Casanova a cinquante-huit ans. Il erre entre Vienne, Paris, Berlin. Il ne trouve pas à se fixer, le voyage n’a plus rien d’une aventure. À Vienne, il réussit à devenir secrétaire de l’ambassadeur vénitien Sebastiano Foscarini et rend des services de plume en exposant publiquement le point de vue de Venise dans une affaire qui l’oppose à la Hollande. Mais quand Foscarini meurt en 1785, Casanova se retrouve sans protecteur. L’année précédente, il a rencontré le comte de Waldstein, descendant d’une illustre famille d’Europe centrale. Il a su lui plaire par sa culture occultiste, le comte lui a proposé de devenir bibliothécaire dans son château de Dux, en Bohême. Le Vénitien n’avait pas donné suite. Il se résout à présent à accepter l’offre. Dux, où il restera douze ans, sera son dernier refuge. Il le ressentira douloureusement.

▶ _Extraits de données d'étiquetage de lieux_

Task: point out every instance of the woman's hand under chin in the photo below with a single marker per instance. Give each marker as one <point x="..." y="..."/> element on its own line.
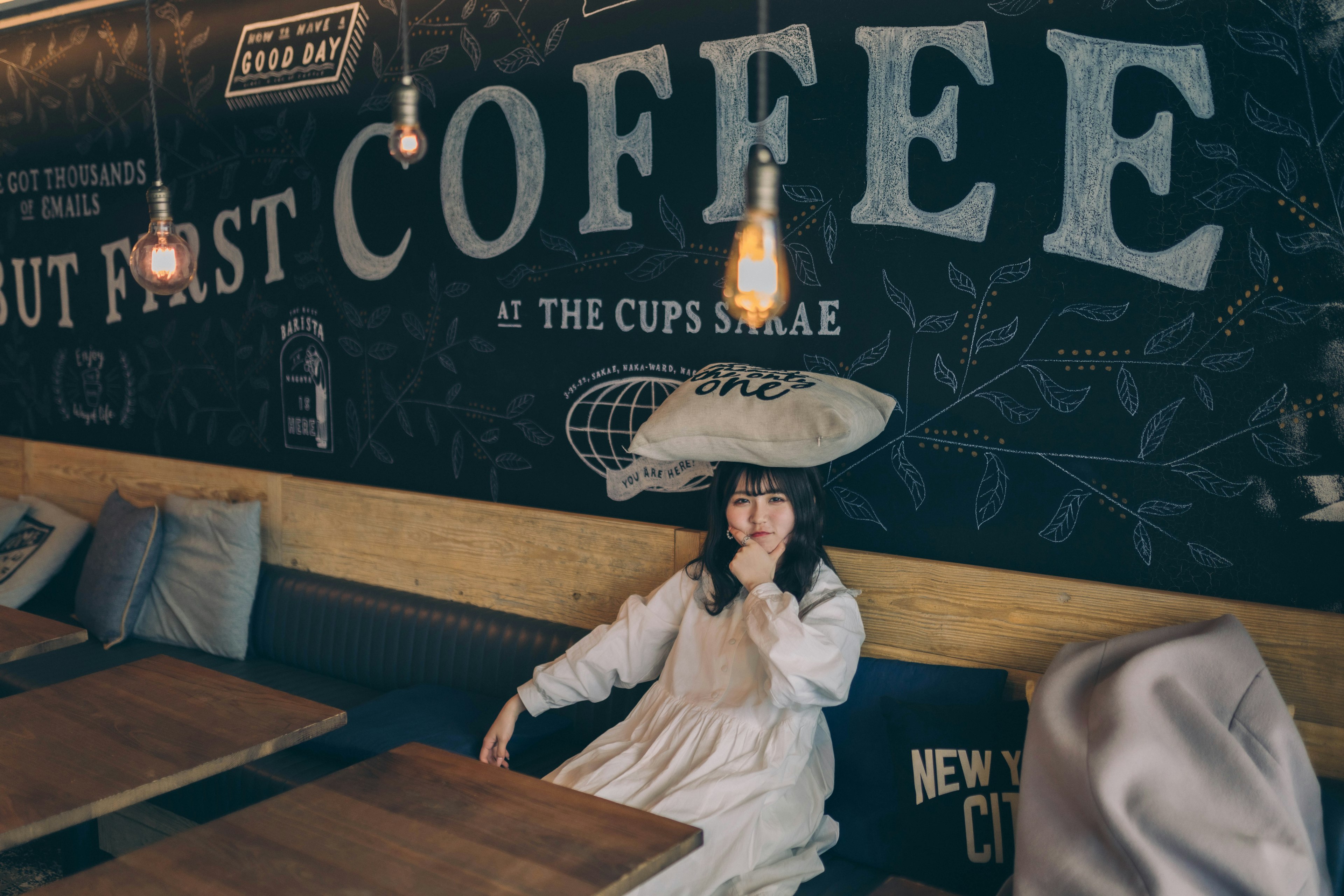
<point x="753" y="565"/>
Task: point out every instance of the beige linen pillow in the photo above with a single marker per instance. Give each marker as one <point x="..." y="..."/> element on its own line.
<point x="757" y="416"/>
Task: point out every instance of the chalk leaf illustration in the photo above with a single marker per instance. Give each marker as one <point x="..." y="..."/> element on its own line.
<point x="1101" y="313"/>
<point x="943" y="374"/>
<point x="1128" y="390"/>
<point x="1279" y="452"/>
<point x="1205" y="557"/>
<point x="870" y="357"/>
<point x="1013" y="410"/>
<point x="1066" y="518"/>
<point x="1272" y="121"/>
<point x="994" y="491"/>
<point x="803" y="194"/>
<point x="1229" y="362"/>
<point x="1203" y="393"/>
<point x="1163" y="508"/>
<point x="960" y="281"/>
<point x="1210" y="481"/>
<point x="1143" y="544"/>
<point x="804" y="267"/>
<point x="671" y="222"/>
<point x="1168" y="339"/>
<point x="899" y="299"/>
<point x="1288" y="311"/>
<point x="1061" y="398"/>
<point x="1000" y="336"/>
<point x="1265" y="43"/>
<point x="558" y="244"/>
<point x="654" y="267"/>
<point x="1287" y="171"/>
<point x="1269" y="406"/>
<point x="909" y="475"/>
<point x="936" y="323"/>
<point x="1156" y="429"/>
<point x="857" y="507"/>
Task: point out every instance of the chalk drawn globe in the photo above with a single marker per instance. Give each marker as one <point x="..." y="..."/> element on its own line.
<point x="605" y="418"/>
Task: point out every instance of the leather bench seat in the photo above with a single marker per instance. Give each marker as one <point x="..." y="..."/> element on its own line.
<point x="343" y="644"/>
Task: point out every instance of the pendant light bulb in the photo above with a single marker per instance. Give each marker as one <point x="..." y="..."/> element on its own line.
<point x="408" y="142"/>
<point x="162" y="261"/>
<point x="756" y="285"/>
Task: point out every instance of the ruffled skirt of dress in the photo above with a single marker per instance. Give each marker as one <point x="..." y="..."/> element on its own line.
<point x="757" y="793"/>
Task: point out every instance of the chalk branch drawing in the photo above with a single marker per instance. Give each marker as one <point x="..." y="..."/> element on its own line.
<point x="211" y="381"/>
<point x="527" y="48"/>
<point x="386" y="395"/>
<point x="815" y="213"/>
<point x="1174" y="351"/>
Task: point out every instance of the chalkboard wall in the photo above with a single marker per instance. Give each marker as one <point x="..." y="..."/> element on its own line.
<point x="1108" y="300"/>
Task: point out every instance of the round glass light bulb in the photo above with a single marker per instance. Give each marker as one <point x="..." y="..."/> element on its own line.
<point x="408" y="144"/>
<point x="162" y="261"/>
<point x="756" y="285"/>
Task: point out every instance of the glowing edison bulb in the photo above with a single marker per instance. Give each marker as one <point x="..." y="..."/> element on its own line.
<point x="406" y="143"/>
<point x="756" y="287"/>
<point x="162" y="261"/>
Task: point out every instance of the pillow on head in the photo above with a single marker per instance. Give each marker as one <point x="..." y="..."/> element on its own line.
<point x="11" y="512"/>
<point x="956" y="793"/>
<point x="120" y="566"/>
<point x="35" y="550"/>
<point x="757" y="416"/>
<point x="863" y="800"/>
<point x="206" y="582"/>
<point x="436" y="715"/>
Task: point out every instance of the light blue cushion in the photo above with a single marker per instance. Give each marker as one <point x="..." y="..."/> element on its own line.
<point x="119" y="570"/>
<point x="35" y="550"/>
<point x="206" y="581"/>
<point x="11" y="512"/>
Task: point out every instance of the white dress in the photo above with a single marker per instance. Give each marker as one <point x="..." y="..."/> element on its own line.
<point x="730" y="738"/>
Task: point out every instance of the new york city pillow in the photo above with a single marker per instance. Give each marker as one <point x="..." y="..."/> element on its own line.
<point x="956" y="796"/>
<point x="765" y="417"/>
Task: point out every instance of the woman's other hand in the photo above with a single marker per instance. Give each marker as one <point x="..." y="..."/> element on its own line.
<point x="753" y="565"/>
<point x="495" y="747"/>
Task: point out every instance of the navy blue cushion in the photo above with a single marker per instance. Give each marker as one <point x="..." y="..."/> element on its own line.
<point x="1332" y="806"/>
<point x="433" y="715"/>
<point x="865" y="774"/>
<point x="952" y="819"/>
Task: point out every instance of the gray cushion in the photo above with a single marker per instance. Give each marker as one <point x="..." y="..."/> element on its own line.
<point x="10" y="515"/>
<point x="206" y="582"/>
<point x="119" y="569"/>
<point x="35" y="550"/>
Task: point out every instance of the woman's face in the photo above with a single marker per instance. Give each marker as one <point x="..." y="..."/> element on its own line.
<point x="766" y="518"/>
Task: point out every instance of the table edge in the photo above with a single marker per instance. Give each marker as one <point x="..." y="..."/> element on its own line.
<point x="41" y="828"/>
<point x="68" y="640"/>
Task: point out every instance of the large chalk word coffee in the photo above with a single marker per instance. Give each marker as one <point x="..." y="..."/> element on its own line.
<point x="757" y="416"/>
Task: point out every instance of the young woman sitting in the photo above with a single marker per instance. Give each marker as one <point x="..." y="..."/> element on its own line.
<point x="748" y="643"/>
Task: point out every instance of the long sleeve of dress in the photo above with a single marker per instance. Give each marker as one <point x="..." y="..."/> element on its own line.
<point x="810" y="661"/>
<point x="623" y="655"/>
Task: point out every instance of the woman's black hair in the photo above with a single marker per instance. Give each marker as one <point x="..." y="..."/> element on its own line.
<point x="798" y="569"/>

▶ _Consigne_
Reproduisez mot pour mot l'intégralité du texte sur Casanova.

▶ _Réponse_
Casanova a cinquante-huit ans. Il erre entre Vienne, Paris, Berlin. Il ne trouve pas à se fixer, le voyage n’a plus rien d’une aventure. À Vienne, il réussit à devenir secrétaire de l’ambassadeur vénitien Sebastiano Foscarini et rend des services de plume en exposant publiquement le point de vue de Venise dans une affaire qui l’oppose à la Hollande. Mais quand Foscarini meurt en 1785, Casanova se retrouve sans protecteur. L’année précédente, il a rencontré le comte de Waldstein, descendant d’une illustre famille d’Europe centrale. Il a su lui plaire par sa culture occultiste, le comte lui a proposé de devenir bibliothécaire dans son château de Dux, en Bohême. Le Vénitien n’avait pas donné suite. Il se résout à présent à accepter l’offre. Dux, où il restera douze ans, sera son dernier refuge. Il le ressentira douloureusement.